STUDY TEXT:
'''

The two horizontal bar graphs presented in this figure show the number of researchers in 2007 per 1,000 total employment and the growth of business researchers from 1997 to 2007.

The first horizontal bar graph compares the number of researchers in business enterprises and government and higher education in 2007 per 1,000 total employment in 28 countries. Finland ranked first with about nine business enterprise researchers and about seven researchers in government and higher education. Canada ranked twelfth with five business enterprise researchers and three researchers in government and higher education. The average for Organisation for Economic Co-operation and Development countries in 2006 (instead of 2007) ranked fourteenth with about five business enterprise researchers and two researchers in government and higher education. Mexico ranked last with about one business enterprise researcher and one researcher in government and higher education.

'''

ASSIGNMENT 1:
List every country named in the bar graph description.
ASSIGNMENT 2:
Return the part of the bar graph description from "The first horizontal" to "researcher in government and higher education.", copied word for word.

INFORMATION SUPPLIED:
'''

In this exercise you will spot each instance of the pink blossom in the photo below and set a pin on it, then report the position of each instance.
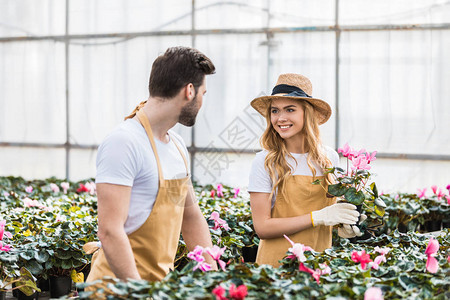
(431, 251)
(297, 250)
(382, 251)
(65, 186)
(238, 293)
(346, 150)
(236, 192)
(371, 157)
(434, 188)
(218, 222)
(220, 190)
(5, 248)
(421, 193)
(361, 257)
(373, 293)
(360, 163)
(219, 292)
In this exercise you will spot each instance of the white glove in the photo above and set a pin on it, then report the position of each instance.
(350, 231)
(339, 213)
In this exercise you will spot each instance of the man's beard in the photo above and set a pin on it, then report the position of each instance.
(189, 113)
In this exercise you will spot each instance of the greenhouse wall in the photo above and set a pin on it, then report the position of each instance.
(71, 70)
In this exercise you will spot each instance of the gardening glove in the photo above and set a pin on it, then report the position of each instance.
(350, 231)
(339, 213)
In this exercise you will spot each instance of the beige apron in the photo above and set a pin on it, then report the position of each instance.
(303, 197)
(155, 243)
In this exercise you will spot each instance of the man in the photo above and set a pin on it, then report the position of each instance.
(145, 196)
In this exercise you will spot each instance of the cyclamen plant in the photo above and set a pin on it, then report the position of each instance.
(352, 185)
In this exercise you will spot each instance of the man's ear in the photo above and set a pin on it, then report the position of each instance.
(189, 91)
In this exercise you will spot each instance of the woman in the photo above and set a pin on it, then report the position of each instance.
(282, 197)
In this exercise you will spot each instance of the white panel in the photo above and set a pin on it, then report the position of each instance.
(32, 163)
(305, 13)
(32, 18)
(394, 88)
(112, 16)
(225, 168)
(359, 12)
(230, 14)
(82, 164)
(240, 76)
(32, 92)
(107, 81)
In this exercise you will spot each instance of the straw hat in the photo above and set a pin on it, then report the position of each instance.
(296, 87)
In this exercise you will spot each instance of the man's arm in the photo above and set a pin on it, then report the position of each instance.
(113, 203)
(194, 228)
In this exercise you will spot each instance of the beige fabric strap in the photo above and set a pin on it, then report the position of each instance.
(144, 121)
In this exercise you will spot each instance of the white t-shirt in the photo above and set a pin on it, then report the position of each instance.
(259, 179)
(125, 157)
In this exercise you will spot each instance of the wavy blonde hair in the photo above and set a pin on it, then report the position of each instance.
(275, 161)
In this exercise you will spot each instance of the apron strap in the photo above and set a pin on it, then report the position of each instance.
(182, 154)
(144, 121)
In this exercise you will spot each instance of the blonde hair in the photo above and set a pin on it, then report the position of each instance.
(275, 161)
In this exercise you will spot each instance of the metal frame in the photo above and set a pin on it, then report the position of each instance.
(193, 32)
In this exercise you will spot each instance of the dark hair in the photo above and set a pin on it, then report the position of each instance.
(176, 68)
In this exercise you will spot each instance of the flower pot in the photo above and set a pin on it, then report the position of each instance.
(249, 253)
(60, 286)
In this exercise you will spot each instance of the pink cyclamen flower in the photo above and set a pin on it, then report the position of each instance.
(5, 248)
(361, 257)
(220, 190)
(373, 293)
(360, 163)
(65, 186)
(219, 292)
(2, 230)
(421, 193)
(431, 251)
(216, 252)
(238, 293)
(297, 250)
(371, 157)
(434, 188)
(54, 188)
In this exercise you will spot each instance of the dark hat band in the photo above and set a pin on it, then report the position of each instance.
(289, 90)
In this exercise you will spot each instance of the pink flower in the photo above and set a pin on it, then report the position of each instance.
(382, 251)
(373, 293)
(219, 292)
(216, 252)
(54, 188)
(218, 222)
(220, 190)
(346, 150)
(5, 248)
(236, 192)
(2, 230)
(434, 188)
(65, 186)
(371, 157)
(361, 257)
(297, 250)
(239, 292)
(431, 251)
(421, 193)
(360, 163)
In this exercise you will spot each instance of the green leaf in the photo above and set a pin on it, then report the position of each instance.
(337, 189)
(354, 197)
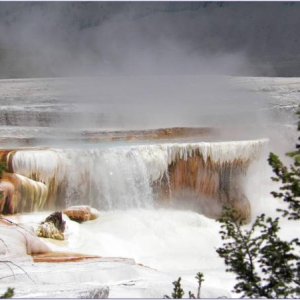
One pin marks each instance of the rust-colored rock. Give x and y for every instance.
(81, 213)
(7, 191)
(209, 185)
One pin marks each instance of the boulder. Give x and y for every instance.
(53, 227)
(81, 213)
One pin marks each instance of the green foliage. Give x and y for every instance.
(265, 265)
(200, 279)
(8, 294)
(178, 292)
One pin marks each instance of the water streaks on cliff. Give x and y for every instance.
(123, 176)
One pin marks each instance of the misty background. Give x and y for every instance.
(139, 65)
(48, 39)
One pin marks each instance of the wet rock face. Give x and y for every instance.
(81, 213)
(7, 190)
(53, 227)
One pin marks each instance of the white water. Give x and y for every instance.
(120, 176)
(177, 243)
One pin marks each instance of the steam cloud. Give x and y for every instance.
(138, 45)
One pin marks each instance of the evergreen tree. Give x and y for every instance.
(265, 265)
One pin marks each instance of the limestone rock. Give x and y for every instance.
(96, 293)
(81, 213)
(53, 227)
(48, 230)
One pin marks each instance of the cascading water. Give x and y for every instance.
(125, 176)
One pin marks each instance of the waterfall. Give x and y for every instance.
(123, 176)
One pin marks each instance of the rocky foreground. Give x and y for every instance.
(33, 270)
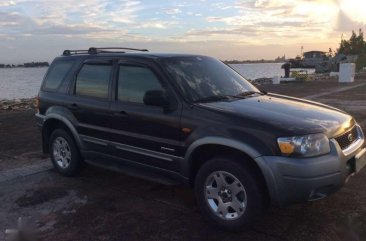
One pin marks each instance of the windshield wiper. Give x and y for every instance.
(212, 98)
(247, 93)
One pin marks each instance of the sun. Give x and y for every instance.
(355, 9)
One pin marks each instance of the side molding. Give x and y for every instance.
(211, 140)
(67, 122)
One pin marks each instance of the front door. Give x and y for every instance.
(90, 103)
(145, 134)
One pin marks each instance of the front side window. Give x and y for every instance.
(93, 80)
(56, 74)
(134, 82)
(203, 77)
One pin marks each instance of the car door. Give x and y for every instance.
(145, 134)
(90, 102)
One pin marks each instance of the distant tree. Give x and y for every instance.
(356, 45)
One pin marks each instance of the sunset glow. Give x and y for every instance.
(232, 29)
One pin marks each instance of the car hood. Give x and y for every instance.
(297, 116)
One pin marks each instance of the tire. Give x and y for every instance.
(64, 153)
(229, 194)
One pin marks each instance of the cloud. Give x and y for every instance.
(172, 11)
(7, 3)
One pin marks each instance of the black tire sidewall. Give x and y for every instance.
(75, 163)
(253, 189)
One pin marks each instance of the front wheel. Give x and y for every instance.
(64, 153)
(229, 194)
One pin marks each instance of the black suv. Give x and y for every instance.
(191, 119)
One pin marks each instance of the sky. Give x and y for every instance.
(39, 30)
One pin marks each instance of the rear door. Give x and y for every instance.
(146, 134)
(90, 102)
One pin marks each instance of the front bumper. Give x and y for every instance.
(39, 120)
(293, 180)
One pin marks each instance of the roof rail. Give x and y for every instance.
(68, 52)
(94, 50)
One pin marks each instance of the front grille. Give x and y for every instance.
(347, 138)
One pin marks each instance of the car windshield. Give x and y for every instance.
(204, 78)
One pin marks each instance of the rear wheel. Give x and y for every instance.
(229, 194)
(64, 153)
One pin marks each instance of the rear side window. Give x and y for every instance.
(93, 80)
(56, 74)
(134, 82)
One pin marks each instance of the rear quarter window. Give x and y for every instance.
(93, 80)
(56, 74)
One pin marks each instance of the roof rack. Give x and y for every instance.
(68, 52)
(94, 50)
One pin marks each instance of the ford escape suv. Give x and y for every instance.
(191, 119)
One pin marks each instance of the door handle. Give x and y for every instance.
(121, 114)
(74, 107)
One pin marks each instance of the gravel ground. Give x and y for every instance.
(102, 205)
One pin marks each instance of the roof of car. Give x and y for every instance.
(125, 52)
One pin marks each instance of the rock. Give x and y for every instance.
(17, 104)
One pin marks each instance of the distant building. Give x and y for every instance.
(314, 58)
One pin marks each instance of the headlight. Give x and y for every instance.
(305, 146)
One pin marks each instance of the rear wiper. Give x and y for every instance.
(212, 98)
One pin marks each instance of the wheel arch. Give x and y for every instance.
(203, 149)
(54, 121)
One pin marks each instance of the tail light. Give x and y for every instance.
(36, 103)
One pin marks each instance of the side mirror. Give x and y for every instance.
(156, 98)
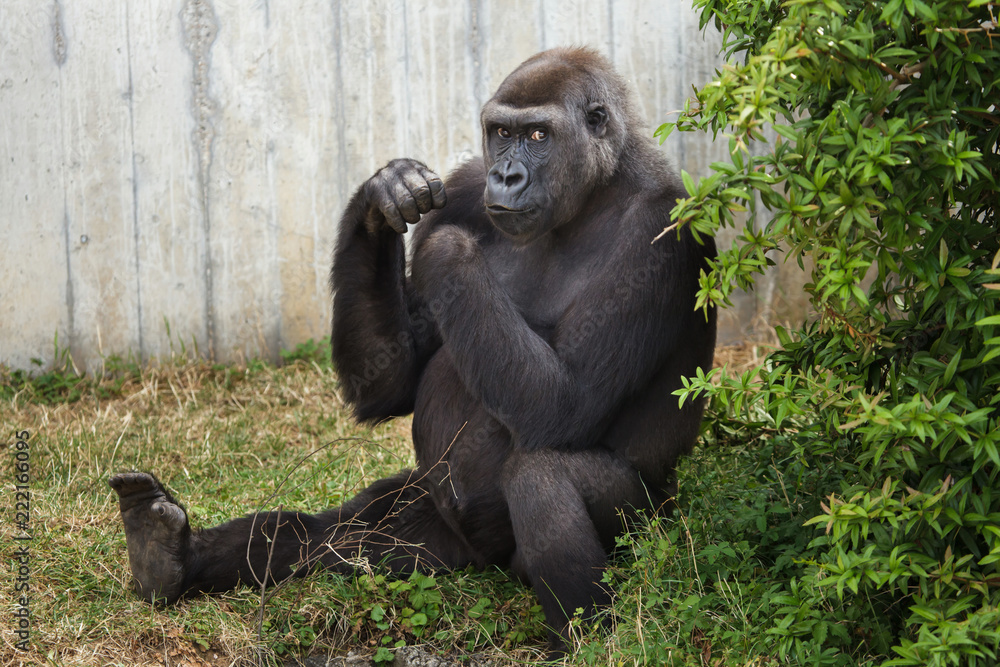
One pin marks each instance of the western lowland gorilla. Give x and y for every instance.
(536, 334)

'''

TASK ANSWER 1:
Finland, Canada, Mexico

TASK ANSWER 2:
The first horizontal bar graph compares the number of researchers in business enterprises and government and higher education in 2007 per 1,000 total employment in 28 countries. Finland ranked first with about nine business enterprise researchers and about seven researchers in government and higher education. Canada ranked twelfth with five business enterprise researchers and three researchers in government and higher education. The average for Organisation for Economic Co-operation and Development countries in 2006 (instead of 2007) ranked fourteenth with about five business enterprise researchers and two researchers in government and higher education. Mexico ranked last with about one business enterprise researcher and one researcher in government and higher education.